TASK INPUT:
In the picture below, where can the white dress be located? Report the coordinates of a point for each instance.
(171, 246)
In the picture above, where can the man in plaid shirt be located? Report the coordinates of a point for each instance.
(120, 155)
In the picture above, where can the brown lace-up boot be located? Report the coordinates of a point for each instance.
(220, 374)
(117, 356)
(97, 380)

TO DO: Update the records above by changing "brown lace-up boot" to "black ankle boot" and keeping every other part the same.

EXPECTED ANSWER:
In the picture below, where can the white dress be located? Report the coordinates of a point for each instance.
(171, 246)
In the picture above, where can the man in plaid shirt be located? Report the coordinates of a point for each instance.
(120, 155)
In the picture above, where can the black ankle boot be located? Report the coordinates of a point for each instance.
(220, 374)
(117, 356)
(97, 380)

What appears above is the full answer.